Excerpt provided:

* * * * * * * * *

Has Minister earned his KEEP with amendments to the Finance Bill?
The Finance Bill is nearing its final stages before it becomes law and the Minister for Finance has proposed that additional amendments to the bill be made. These amendments came at report stage and include such items as diverse as a tax treaty with Kazakhstan to a refund initiative of stamp duty where land is used for residential development.
That said, it's clear that the welfare of the employee is front of mind - in that the Minister has proposed tax relief for certain expenditures by employers on equipment and buildings used for fitness centres and childcare facilities.
The employment theme will be developed below because the Key Employee Engagement Programme (KEEP) had been announced in this year's budget and was keenly awaited by many.
KEEP has come in for some criticism since the original bill was published. This is a share-based remuneration package for employees of certain SME companies. Minister Paschal Donohoe, pictured, had flagged earlier in the Finance Bill process that he would bring about further amendments to the programme.
Under KEEP the employee would only suffer Capital Gains Tax (CGT) at 33pc on the disposal of the shares acquired, marking a potentially substantial saving on income tax (Small print: Subject to EU approval). One of the main criticisms to the original version was the extent to which it did what it said on its tin. It didn't.
There's an anti-avoidance provision in the relief which says it won't apply where a company adopts it with a purpose other than to "recruit or retain employees" in the company. It doesn't get clearer than that, but many have argued that KEEP's theory and reality were very different.
The Minister's Report Stage amendments seek to make it substantially better than it was. As Mel Gibson said in 1987's Lethal Weapon before shooting a smiley face into a practice target "Observe…"
As originally proposed, a qualifying KEEP company had to remain an SME and the total market value of its issued but unexercised options couldn't exceed €3m throughout the entire period between grant and exercise of the option by the employee. Basically, an SME is made up of enterprises employing fewer than 250 people with an annual turnover not exceeding €50m, and/or an annual balance sheet total not exceeding €43m.
Therefore a company would have had to keep a constant watching brief on its numbers and let the employees know when their KEEP options no longer qualified. The purpose of the law is to "recruit and retain" staff and the companies could only do that if they could "protect and serve" their employees by advising them of adverse tax consequences. Put another way, employees would have to know when what they signed up to may be put in harm's way. Such a level of uncertainty doesn't fly when it come to an employee's remuneration package.
That was clearly recognised. The report stage amendment seeks to fix this by saying that these tests have to be met at the date of grant of the option so if the company subsequently moves into Facebook levels of success then the employees still get to KEEP the benefits of KEEP. The company's and employee's mutual success objectives are retained.

* * * * * * * * *

Data shown:
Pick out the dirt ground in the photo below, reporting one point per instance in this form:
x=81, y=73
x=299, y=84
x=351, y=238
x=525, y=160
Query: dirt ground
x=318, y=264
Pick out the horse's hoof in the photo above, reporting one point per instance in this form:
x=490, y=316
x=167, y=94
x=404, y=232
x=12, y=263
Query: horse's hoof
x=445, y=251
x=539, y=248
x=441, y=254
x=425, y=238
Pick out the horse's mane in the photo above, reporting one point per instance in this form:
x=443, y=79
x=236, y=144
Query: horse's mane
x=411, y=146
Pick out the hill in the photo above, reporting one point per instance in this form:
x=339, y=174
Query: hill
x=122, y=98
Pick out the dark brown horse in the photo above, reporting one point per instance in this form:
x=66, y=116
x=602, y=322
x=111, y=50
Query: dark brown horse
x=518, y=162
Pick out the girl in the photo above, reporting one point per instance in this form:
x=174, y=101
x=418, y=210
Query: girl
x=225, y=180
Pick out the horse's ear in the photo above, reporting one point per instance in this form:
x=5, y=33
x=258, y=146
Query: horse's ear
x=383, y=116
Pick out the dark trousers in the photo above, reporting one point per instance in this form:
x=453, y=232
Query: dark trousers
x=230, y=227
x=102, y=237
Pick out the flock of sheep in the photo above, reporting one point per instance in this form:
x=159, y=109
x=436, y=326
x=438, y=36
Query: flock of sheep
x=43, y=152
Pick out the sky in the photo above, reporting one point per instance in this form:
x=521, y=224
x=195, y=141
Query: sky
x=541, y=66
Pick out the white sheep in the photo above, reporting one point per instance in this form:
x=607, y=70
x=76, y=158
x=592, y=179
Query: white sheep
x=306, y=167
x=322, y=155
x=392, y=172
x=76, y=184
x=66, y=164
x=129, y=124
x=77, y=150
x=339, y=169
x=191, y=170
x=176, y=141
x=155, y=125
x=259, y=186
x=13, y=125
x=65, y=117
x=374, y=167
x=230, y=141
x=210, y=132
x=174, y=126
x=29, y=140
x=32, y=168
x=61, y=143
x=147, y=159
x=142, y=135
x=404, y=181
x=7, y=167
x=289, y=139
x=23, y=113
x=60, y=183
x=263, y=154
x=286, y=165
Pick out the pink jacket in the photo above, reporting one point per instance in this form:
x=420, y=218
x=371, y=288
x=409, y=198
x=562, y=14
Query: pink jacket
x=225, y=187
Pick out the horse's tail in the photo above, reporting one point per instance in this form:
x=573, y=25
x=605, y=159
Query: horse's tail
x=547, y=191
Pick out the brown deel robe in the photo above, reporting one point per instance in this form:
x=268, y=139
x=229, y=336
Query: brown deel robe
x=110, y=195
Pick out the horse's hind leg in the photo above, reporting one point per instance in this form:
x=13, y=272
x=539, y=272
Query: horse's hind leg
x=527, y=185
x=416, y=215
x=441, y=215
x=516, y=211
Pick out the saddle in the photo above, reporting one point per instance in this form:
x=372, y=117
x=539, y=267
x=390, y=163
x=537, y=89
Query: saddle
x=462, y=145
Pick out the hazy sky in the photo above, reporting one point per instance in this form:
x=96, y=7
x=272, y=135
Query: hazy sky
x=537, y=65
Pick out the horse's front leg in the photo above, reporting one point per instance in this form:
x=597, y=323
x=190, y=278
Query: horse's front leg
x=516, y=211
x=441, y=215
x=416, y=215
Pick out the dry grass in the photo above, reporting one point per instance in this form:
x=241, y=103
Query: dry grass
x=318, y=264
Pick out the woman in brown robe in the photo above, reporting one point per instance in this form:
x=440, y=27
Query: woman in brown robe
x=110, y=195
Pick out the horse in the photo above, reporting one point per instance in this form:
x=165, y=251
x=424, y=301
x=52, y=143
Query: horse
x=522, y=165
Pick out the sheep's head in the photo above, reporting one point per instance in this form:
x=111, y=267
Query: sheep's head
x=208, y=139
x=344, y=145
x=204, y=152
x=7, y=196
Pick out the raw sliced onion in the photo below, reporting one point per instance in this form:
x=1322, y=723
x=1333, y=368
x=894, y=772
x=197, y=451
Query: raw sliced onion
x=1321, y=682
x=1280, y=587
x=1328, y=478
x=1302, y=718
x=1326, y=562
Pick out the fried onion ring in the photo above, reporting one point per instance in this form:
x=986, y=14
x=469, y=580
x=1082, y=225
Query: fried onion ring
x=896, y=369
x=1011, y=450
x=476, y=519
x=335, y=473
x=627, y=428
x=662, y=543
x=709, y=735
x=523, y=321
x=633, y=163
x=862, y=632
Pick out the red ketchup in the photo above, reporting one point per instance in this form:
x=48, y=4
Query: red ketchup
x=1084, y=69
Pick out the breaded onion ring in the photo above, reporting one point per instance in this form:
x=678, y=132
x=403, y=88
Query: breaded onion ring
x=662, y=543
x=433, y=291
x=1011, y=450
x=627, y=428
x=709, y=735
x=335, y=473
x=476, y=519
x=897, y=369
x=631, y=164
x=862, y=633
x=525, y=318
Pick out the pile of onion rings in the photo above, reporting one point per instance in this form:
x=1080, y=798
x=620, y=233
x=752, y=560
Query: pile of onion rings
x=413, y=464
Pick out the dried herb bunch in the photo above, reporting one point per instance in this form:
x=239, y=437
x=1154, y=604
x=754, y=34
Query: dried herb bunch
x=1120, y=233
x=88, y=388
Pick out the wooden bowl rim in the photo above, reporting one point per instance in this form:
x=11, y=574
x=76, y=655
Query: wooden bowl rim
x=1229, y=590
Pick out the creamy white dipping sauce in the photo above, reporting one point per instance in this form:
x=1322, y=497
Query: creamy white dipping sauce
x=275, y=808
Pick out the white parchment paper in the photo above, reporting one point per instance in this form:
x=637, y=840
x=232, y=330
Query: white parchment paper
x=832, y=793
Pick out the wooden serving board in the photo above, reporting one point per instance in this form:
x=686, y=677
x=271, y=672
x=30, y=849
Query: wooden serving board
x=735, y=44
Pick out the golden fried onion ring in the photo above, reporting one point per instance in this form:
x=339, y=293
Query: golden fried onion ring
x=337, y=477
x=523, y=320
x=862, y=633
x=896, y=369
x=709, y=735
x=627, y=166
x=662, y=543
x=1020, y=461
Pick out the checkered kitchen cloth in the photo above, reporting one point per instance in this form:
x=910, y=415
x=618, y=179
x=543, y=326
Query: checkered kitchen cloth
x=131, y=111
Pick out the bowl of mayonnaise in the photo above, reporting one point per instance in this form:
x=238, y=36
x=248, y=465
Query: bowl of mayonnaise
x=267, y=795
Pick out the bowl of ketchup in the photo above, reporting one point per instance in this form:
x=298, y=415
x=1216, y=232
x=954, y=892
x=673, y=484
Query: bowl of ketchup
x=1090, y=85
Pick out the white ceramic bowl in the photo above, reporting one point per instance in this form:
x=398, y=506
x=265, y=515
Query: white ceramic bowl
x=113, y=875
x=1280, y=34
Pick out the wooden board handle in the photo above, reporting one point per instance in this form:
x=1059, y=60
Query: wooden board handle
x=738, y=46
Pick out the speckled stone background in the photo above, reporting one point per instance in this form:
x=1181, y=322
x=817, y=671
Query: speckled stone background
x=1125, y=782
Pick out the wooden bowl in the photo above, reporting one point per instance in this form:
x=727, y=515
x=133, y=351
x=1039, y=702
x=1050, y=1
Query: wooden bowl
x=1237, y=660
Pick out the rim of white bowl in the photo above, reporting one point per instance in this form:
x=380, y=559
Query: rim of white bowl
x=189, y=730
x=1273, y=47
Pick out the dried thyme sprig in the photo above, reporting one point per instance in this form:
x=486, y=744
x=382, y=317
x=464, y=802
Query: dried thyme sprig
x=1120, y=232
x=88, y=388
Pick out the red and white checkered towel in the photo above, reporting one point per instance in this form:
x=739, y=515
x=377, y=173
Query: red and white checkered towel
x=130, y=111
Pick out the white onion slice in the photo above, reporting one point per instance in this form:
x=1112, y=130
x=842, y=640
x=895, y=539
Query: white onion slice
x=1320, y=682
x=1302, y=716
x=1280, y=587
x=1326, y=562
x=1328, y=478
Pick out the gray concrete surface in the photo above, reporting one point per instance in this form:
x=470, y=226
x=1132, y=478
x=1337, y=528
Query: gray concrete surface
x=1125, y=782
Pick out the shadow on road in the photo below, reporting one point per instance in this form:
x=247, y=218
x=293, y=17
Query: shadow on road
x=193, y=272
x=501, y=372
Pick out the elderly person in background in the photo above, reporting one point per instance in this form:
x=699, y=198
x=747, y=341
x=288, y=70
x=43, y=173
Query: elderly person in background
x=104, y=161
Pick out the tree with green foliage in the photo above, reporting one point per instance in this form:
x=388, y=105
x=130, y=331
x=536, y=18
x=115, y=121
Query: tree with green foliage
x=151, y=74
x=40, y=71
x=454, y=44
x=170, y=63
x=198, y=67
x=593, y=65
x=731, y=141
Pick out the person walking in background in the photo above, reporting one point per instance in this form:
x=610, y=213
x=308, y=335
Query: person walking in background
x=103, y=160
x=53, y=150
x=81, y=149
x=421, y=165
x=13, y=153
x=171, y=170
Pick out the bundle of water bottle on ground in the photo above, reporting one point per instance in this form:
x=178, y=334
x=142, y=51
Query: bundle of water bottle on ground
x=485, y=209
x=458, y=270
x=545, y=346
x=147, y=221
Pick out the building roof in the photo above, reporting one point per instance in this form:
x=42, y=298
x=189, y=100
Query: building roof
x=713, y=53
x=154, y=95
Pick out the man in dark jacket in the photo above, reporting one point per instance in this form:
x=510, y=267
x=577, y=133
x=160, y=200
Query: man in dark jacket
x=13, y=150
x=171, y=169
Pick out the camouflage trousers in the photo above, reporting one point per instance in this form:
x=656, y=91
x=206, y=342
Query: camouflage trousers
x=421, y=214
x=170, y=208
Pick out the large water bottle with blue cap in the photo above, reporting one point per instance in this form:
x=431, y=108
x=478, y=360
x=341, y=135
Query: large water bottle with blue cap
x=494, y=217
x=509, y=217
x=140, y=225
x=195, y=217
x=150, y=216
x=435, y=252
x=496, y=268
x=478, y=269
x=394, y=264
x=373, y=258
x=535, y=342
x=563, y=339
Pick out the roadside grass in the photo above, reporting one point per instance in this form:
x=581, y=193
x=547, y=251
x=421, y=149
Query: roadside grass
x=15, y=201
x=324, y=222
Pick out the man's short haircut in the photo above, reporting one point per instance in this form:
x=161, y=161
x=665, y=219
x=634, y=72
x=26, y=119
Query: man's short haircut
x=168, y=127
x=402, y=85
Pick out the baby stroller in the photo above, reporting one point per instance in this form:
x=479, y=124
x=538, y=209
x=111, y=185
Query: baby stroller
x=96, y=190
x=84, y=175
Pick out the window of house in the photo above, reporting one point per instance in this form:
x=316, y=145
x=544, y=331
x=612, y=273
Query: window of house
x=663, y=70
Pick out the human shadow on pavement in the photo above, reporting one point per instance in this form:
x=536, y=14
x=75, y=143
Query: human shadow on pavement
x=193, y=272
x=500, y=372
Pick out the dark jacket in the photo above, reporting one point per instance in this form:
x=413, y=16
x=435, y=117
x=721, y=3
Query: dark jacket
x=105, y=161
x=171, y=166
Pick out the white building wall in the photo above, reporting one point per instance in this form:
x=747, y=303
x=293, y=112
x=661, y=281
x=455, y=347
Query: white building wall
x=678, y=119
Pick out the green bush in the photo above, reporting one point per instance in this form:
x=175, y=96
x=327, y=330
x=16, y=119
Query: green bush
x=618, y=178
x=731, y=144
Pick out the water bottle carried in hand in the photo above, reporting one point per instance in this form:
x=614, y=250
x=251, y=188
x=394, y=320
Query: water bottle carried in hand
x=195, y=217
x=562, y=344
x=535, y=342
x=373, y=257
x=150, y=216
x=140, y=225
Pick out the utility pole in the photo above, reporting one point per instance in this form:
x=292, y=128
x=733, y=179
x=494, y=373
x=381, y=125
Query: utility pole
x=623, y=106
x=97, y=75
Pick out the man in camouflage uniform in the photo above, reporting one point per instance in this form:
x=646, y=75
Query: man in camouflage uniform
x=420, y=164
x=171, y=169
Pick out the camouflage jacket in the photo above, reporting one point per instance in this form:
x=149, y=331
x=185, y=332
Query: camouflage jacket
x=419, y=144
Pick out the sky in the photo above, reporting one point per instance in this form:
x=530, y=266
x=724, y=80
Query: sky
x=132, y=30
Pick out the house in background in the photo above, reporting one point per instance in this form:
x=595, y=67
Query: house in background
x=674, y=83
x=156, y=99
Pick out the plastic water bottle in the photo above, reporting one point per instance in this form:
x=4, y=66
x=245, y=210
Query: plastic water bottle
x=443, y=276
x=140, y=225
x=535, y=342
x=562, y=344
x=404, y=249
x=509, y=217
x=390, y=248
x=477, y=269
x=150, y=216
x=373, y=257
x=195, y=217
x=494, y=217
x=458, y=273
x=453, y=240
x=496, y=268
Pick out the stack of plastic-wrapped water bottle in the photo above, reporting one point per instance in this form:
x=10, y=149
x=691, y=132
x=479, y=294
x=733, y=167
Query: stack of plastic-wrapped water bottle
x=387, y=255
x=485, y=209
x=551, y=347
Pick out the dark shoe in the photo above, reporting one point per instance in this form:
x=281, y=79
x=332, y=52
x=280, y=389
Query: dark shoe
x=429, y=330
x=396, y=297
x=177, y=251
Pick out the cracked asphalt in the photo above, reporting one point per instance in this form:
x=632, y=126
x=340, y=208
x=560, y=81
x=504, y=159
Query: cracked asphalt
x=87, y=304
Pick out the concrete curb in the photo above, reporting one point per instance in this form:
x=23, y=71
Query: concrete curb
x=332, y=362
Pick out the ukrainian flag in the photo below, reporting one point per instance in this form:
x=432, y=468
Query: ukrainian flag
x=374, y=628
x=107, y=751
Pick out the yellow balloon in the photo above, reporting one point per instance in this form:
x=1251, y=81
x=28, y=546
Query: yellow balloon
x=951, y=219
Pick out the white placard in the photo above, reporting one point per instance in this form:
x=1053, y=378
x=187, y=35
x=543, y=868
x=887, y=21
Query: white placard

* * * * * * * * *

Set of tasks:
A - In the article on the Finance Bill amendments, at what rate would an employee pay Capital Gains Tax on disposing of shares acquired under KEEP?
B - Quote the Finance Bill article word for word, beginning at "Therefore a company" and ending after "objectives are retained.".
C - Extend the article on the Finance Bill and KEEP with new text that follows on from its final sentence.

Answer list:
A - 33pc

B -
Therefore a company would have had to keep a constant watching brief on its numbers and let the employees know when their KEEP options no longer qualified. The purpose of the law is to "recruit and retain" staff and the companies could only do that if they could "protect and serve" their employees by advising them of adverse tax consequences. Put another way, employees would have to know when what they signed up to may be put in harm's way. Such a level of uncertainty doesn't fly when it come to an employee's remuneration package.
That was clearly recognised. The report stage amendment seeks to fix this by saying that these tests have to be met at the date of grant of the option so if the company subsequently moves into Facebook levels of success then the employees still get to KEEP the benefits of KEEP. The company's and employee's mutual success objectives are retained.

C -
Don't get me wrong, the KEEP isn't perfect - what is? - for a number of reasons. Right now, these companies already exist and employ people who may have already received options from their employer. Unfortunately this new regime won't apply to existing options (granted before January 1 next) and gains arising on their exercise will be subject to income tax.
Take, Chester, an employee in a pharma startup. He received options this year and all going well he may get additional options next year. When KEEP gets approved by the EU then some of his options will benefit from the CGT rate of 33pc and others will suffer the higher marginal rates of income tax. Chester will have different pieces of paper seeking to remunerate his efforts in the same way but with differing tax results.
Prior to the report stage amendments, Chester's options wouldn't have qualified under KEEP because a pharma company was an "excluded" professional services company; engineering companies were similarly excluded.
The report stage amendment ensures that such companies can qualify so that pharma and the software sector can benefit.
But many others remain on the dark side of the relief: for example; medical, dental, architectural, accountancy and taxation companies are among many of the relief's exclusions as a professional services company.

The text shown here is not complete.